**WORK TO BE COMPLETED:**
Each record is to be written out exactly as it appears.

**RECORDS FOR THIS TASK:**
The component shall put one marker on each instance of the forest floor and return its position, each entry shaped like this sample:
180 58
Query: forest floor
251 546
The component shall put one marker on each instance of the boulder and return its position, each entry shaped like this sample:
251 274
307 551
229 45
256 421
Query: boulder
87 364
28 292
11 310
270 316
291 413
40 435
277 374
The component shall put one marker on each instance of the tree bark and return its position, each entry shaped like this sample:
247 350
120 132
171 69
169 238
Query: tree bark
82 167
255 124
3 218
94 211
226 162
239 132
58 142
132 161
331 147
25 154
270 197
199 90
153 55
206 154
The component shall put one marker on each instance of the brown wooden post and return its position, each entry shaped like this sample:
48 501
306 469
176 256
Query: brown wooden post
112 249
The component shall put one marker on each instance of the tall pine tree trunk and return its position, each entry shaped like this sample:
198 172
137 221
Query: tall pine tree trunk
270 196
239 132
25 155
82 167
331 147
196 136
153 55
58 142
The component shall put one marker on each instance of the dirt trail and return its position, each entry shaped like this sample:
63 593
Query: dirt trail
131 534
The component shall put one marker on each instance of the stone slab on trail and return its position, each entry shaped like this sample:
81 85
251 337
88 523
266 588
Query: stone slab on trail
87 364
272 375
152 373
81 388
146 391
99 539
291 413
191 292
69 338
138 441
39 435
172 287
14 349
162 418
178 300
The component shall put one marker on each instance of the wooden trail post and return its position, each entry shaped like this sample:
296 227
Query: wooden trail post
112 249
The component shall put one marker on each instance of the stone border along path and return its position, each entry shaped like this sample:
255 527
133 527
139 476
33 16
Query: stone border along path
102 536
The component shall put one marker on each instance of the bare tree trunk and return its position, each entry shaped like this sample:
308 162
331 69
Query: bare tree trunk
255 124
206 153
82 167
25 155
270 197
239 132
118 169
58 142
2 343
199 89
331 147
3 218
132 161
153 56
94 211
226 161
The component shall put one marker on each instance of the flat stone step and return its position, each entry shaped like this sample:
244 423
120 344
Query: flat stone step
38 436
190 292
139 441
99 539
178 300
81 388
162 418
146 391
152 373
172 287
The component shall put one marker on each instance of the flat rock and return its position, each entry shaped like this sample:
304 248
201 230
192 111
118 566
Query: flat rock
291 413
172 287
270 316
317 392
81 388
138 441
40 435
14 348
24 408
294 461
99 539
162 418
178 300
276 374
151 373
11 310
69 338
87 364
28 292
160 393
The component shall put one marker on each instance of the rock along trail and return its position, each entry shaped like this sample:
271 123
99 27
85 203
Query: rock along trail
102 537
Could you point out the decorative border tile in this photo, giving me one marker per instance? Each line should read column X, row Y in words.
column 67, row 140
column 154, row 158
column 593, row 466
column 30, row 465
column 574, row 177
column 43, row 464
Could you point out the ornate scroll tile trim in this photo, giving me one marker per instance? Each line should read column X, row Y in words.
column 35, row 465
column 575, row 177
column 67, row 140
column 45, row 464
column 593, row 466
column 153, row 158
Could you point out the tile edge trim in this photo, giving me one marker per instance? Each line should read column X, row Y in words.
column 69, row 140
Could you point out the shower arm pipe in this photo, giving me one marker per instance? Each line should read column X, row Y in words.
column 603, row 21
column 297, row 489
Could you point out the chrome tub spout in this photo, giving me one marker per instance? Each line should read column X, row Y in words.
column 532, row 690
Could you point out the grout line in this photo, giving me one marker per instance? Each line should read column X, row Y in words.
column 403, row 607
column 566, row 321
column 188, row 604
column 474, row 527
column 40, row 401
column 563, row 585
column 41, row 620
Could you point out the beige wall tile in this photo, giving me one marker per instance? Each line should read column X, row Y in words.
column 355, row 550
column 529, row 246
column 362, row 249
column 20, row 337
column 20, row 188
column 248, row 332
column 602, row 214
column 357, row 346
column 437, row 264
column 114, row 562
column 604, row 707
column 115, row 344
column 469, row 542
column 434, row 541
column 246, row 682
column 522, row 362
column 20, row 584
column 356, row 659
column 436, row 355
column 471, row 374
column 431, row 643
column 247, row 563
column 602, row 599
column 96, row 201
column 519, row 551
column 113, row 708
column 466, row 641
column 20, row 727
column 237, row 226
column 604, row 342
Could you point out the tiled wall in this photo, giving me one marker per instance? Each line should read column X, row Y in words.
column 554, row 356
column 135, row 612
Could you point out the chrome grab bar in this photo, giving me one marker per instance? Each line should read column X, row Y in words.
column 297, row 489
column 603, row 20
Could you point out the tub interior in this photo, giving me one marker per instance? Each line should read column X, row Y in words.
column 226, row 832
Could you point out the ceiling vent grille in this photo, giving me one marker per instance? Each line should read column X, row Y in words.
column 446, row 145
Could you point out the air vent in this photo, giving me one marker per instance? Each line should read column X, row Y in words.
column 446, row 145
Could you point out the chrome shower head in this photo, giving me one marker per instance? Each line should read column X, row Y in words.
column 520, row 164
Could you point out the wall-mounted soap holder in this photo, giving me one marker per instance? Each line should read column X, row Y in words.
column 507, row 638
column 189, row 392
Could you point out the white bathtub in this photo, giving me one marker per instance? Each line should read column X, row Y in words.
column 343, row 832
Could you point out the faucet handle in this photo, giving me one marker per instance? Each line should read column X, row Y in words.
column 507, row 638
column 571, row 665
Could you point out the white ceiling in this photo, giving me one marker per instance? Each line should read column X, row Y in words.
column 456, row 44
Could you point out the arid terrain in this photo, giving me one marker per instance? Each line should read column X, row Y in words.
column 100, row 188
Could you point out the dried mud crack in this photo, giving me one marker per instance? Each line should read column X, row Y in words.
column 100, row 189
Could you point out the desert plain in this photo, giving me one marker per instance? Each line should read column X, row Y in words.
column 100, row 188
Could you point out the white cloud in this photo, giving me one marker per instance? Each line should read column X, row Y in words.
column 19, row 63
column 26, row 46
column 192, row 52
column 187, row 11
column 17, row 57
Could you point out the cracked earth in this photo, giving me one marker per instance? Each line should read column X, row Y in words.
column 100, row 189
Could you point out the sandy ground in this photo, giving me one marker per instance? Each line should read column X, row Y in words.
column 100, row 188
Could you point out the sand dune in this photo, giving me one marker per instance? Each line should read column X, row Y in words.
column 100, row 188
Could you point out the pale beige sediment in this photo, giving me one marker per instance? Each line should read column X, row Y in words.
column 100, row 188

**ANSWER TO THE PROBLEM:**
The component shall put one marker on each instance of the forest floor and return its position, each entry shaped like this sample:
180 58
Query: forest floor
251 546
The component shall put one marker on each instance of the boulder and return its position, each entry shaped like this sample:
251 274
307 551
229 45
256 421
Query: boulder
87 364
28 292
11 310
270 316
291 413
40 435
277 374
The component shall put one marker on each instance of the tree bark and return its position, each entry shaped like this sample:
247 350
120 132
171 69
169 238
Query: tree bark
82 167
255 124
3 218
94 211
226 162
239 132
58 142
132 161
331 147
25 154
270 197
199 90
153 55
206 154
The component shall put one marker on each instance of the brown wooden post and return its position, each entry shaped like this sample:
48 501
306 469
176 256
Query: brown wooden post
112 249
The component shall put one marker on each instance of the tall pine tree trunk and return its position, each entry shaped like this sample:
198 172
137 221
Query: tall pine tree trunk
270 196
239 132
25 155
82 167
331 147
196 136
153 55
58 142
The component shall put one marker on each instance of the dirt trail and return its position, each entry shaped like this sample:
63 593
Query: dirt trail
131 534
The component shall put one marker on each instance of the stone slab on trail and return its position, each entry shaped like this sample:
81 85
251 337
88 523
266 588
Query: stone slab on trail
87 364
272 375
152 373
81 388
146 391
99 539
291 413
191 292
69 338
138 441
39 435
172 287
14 349
162 418
178 300
The component shall put one marker on each instance of the wooden trail post and return its position, each entry shaped like this sample:
296 227
Query: wooden trail post
112 249
The component shall put one marker on each instance of the stone border along path and return its position, each entry shaped like this sample:
255 527
133 527
139 476
33 16
Query: stone border along path
102 536
The component shall put one marker on each instance of the bare tree trunk and return its position, each entry shaped like this sample:
308 162
331 69
Query: bare tree trunk
255 124
206 153
82 167
25 155
270 197
239 132
118 169
58 142
2 343
199 89
331 147
3 218
132 161
153 56
94 211
226 161
The component shall put one marker on each instance of the flat stone step and return its position, each entry shaped like this sample:
244 423
120 344
Query: flat stone step
38 436
190 292
139 441
99 539
178 300
81 388
162 418
146 391
152 373
172 287
The component shall put one marker on each instance of the flat rock and return its position, each entry shaped like this sample:
304 248
201 230
192 111
118 566
Query: flat rock
291 413
172 287
270 316
317 392
81 388
138 441
40 435
14 348
24 408
294 461
99 539
162 418
178 300
276 374
151 373
11 310
69 338
87 364
28 292
160 393
The component shall put one marker on each instance of the rock along trail and return its position, each entry shaped like this sample:
271 123
99 27
85 203
Query: rock along trail
102 537
Could you point out the decorative border tile in this photo, giving me one marker per instance? Each line should read column X, row Y in words.
column 67, row 140
column 154, row 158
column 593, row 466
column 30, row 465
column 574, row 177
column 43, row 464
Could you point out the ornate scroll tile trim in this photo, giving me one marker per instance? Each line should read column X, row Y in words.
column 35, row 465
column 575, row 177
column 67, row 140
column 45, row 464
column 593, row 466
column 153, row 158
Could you point out the tile edge trim in this photo, giving me one marker per instance? Each line should read column X, row Y in words.
column 69, row 140
Could you point out the shower arm pipe in this photo, giving me one marker per instance? Each line should read column X, row Y in words.
column 603, row 21
column 297, row 489
Could you point out the chrome tub spout in this photo, giving me one marker per instance? Each line should read column X, row Y in words.
column 532, row 690
Could you point out the grout line in this photo, giving me one marker per instance? Each line should read column X, row Y in words.
column 403, row 607
column 566, row 321
column 188, row 604
column 474, row 527
column 40, row 401
column 563, row 585
column 41, row 620
Could you point out the beige wall tile in this photo, giving me one marker per instance? Each line should read column X, row Y in words.
column 355, row 550
column 529, row 246
column 362, row 249
column 20, row 337
column 20, row 188
column 248, row 332
column 602, row 214
column 357, row 346
column 437, row 264
column 114, row 562
column 604, row 707
column 115, row 344
column 469, row 542
column 434, row 541
column 246, row 682
column 522, row 362
column 20, row 584
column 356, row 659
column 436, row 355
column 471, row 374
column 431, row 643
column 247, row 563
column 602, row 599
column 96, row 201
column 519, row 551
column 113, row 708
column 466, row 641
column 20, row 727
column 237, row 226
column 604, row 342
Could you point out the tiled wall in this photo, giving me one marker per instance? Each line should read column X, row Y in words.
column 554, row 356
column 135, row 612
Could you point out the chrome grab bar in this photo, giving me one marker per instance? Each line should read column X, row Y in words.
column 297, row 489
column 603, row 20
Could you point out the tub interior in this photo, giving me one marker per instance? Each line should read column X, row Y in words.
column 226, row 832
Could you point out the ceiling vent grille in this photo, giving me one marker per instance? Each line should read column X, row Y in words.
column 446, row 145
Could you point out the air vent in this photo, giving me one marker per instance? Each line should read column X, row Y in words.
column 446, row 145
Could you point out the chrome shower head in this photo, giving me one marker per instance? Each line should read column X, row Y in words.
column 520, row 164
Could you point out the wall-mounted soap holder in this photo, giving me one marker per instance? Each line should read column X, row Y in words.
column 507, row 638
column 189, row 392
Could you point out the white bathtub in this photo, giving me one marker per instance? Each line should read column X, row Y in words.
column 343, row 832
Could you point out the faucet handle in this photo, giving me one marker per instance? Each line should read column X, row Y in words.
column 507, row 638
column 571, row 665
Could you point out the white ceiling in this photo, giving me one marker per instance? Each line should read column X, row Y in words.
column 456, row 44
Could you point out the arid terrain in this photo, giving me one marker per instance? Each line should read column X, row Y in words.
column 100, row 188
Could you point out the dried mud crack in this photo, giving me one marker per instance? Each line should read column X, row Y in words.
column 100, row 189
Could you point out the desert plain in this photo, giving me one marker per instance? Each line should read column X, row Y in words.
column 100, row 188
Could you point out the white cloud in this photo, giving me one marker per instance? Each line should read column X, row Y in words.
column 19, row 63
column 26, row 46
column 192, row 52
column 187, row 11
column 17, row 57
Could you point out the cracked earth in this photo, giving me one marker per instance? Each line should read column X, row Y in words.
column 100, row 189
Could you point out the sandy ground in this photo, giving me one marker per instance? Each line should read column X, row Y in words.
column 100, row 188
Could you point out the sand dune in this photo, giving me one marker per instance? Each line should read column X, row Y in words.
column 100, row 188
Could you point out the pale beige sediment in this photo, giving me one marker per instance? Each line should read column X, row Y in words.
column 100, row 188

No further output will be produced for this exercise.